> [TEXT PROVIDED]
Autumn in Halifax - Kites With Broken Strings

Two Way Monologues

A lot of people have a tough time understanding how I can appreciate watching baseball, golf or even (gasp!) curling as much as I do, and I can understand that. The reality is that those activities just move too slowly for the majority of people.

It can be the same way with a movie, like one of my all-time favourites, Waking Life. I find that movie riveting, and to date I still am trying to wrap my head around the intricacies of what it all means. I'd be an idiot to expect everyone to have the patience for that type of movie. And I would be an idiot to expect everyone to have the patience for Autumn in Halifax's record Kites With Broken Strings.

Patience is absolutely crucial to enjoy Autumn in Halifax. There are moments that occur in the album that are absolutely crushing. The music has a way of lulling you into a mesmerized state where it is just you and the music; and then, like a cold bucket of water to the face, an abrupt change in the pacing or volume awakens you. It is just an incredible feeling when music can do that to you. The key is in the build up, or what I referred to as the lull. Rudimentary rules about song lengths are ignored here, and whatever length it takes to satisfactorily complete the song is used instead.

The album title is fascinating, isn't it? Kites With Broken Strings -- what does that mean to you? To me, the one word that comes to mind is potential. A kite with broken strings at is useless; the sole function of a kite cannot be performed without strings. But that doesn't mean it can't regain that potential again and that it hasn't done beautiful things before. Maybe I am completely wrong and the band just named the album what it did because it sounds cool. I hope not. I also like my analysis because it fits well with this music in general. It is only as rewarding as you let it be. A casual listen to songs like "Farewell" just isn't going to cut it.

> [REQUIREMENT 1] In the review, which movie does the writer call one of their all-time favorites?
> [REQUIREMENT 2] Reproduce the passage of the review between "The album title" and "going to cut it.", inclusive.
> [REQUIREMENT 3] Write the next part of the Kites With Broken Strings review, picking up after its final sentence.
The rows after this review are separate material.

> [ITEMS]
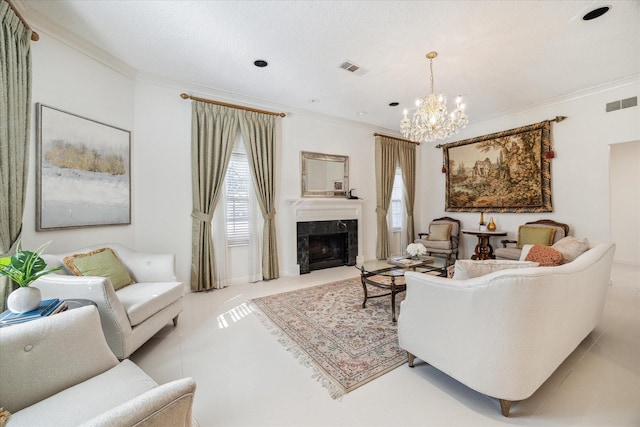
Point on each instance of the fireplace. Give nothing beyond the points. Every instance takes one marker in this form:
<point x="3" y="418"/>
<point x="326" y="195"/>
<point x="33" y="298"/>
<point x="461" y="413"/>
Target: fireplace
<point x="325" y="244"/>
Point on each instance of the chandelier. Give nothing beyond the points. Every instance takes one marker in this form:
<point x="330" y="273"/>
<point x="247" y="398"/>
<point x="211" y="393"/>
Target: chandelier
<point x="430" y="120"/>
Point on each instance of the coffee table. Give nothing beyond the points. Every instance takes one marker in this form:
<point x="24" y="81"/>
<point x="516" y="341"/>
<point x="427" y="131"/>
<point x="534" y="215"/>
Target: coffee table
<point x="382" y="274"/>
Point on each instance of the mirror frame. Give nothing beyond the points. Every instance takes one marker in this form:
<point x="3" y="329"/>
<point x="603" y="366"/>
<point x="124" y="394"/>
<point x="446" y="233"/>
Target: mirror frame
<point x="306" y="192"/>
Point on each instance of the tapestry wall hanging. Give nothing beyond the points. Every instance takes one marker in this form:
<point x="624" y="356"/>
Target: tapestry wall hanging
<point x="82" y="172"/>
<point x="507" y="171"/>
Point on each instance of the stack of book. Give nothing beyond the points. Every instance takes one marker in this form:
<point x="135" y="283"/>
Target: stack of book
<point x="46" y="308"/>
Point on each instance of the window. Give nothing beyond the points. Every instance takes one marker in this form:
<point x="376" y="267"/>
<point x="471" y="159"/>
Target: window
<point x="396" y="201"/>
<point x="237" y="184"/>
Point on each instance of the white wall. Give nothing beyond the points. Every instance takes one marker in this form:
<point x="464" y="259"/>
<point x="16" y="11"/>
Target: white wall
<point x="161" y="179"/>
<point x="625" y="201"/>
<point x="68" y="80"/>
<point x="579" y="172"/>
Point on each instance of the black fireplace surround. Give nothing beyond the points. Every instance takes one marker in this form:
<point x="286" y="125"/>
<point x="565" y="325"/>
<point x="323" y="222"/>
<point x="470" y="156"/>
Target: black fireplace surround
<point x="325" y="244"/>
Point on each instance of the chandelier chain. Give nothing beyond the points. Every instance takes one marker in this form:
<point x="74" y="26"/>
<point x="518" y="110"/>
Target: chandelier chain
<point x="431" y="121"/>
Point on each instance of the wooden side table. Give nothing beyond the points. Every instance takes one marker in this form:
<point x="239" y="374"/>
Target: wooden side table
<point x="483" y="249"/>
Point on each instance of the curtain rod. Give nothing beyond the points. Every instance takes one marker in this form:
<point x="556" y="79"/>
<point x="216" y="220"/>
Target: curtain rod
<point x="557" y="119"/>
<point x="396" y="138"/>
<point x="34" y="36"/>
<point x="224" y="104"/>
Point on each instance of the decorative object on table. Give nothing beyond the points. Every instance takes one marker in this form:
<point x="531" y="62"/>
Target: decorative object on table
<point x="506" y="171"/>
<point x="431" y="121"/>
<point x="23" y="268"/>
<point x="45" y="308"/>
<point x="325" y="328"/>
<point x="83" y="171"/>
<point x="416" y="249"/>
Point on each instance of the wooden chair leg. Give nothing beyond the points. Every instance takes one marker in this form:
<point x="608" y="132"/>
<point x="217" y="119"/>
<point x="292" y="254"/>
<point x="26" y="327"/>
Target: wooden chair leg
<point x="505" y="406"/>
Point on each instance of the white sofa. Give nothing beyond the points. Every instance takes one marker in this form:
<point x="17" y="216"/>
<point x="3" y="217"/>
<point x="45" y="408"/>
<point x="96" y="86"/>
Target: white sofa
<point x="505" y="333"/>
<point x="59" y="371"/>
<point x="133" y="314"/>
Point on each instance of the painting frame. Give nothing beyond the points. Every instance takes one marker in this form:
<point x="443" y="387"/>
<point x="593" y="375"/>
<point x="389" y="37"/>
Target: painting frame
<point x="511" y="171"/>
<point x="83" y="171"/>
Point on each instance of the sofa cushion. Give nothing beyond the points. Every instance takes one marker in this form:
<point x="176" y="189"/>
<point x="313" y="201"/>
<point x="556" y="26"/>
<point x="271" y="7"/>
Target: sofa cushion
<point x="439" y="232"/>
<point x="571" y="247"/>
<point x="143" y="300"/>
<point x="101" y="262"/>
<point x="545" y="255"/>
<point x="77" y="404"/>
<point x="468" y="269"/>
<point x="530" y="235"/>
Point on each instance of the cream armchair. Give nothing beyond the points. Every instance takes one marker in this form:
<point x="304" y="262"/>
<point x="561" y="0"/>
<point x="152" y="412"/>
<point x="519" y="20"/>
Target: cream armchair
<point x="438" y="240"/>
<point x="132" y="314"/>
<point x="59" y="371"/>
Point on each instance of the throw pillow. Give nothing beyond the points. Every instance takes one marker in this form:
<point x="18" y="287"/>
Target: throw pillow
<point x="571" y="247"/>
<point x="530" y="235"/>
<point x="101" y="262"/>
<point x="439" y="232"/>
<point x="545" y="255"/>
<point x="468" y="269"/>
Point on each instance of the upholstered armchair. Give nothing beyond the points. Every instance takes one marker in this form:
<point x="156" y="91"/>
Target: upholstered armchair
<point x="59" y="371"/>
<point x="443" y="237"/>
<point x="544" y="231"/>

> [TASK OUTPUT 1] Waking Life.

> [TASK OUTPUT 2]
The album title is fascinating, isn't it? Kites With Broken Strings -- what does that mean to you? To me, the one word that comes to mind is potential. A kite with broken strings at is useless; the sole function of a kite cannot be performed without strings. But that doesn't mean it can't regain that potential again and that it hasn't done beautiful things before. Maybe I am completely wrong and the band just named the album what it did because it sounds cool. I hope not. I also like my analysis because it fits well with this music in general. It is only as rewarding as you let it be. A casual listen to songs like "Farewell" just isn't going to cut it.

> [TASK OUTPUT 3]
"Farewell" actually offers the listener a great microcosm for what they going to experience during Kites With Broken Strings. Clocking in at 10:38, it is a slowburn, to say the least. In many ways I am reminded of Raising the Fawn but with a heavier emphasis on folk and more of a hint of fragility in David Merulla's vocals. Repeatedly, Merulla plays this quiet tranquil melody against the rhythmic drums, and the melody has more of an effect on me than most hard rock riffs ever do. When I listen to this song I know that everything will go on hold for ten minutes of my life and I can just let myself get lost into this music. And this, as I am discovering, is the true beauty of the drone style.

For a minute and thirty seconds "Memphis" plods forward as it builds toward something, but the repetition soothes you -- and then it happens and demands that you perk up and listen. Merulla's voice couldn't be described as polished, it has a raw quality that contrasts well with the meticulous thought that goes into the guitar and instrumentation. I wouldn't suggest playing any of these songs at your next social gathering, but in those late artistic, contemplative hours of the night this is the soundtrack that you are craving.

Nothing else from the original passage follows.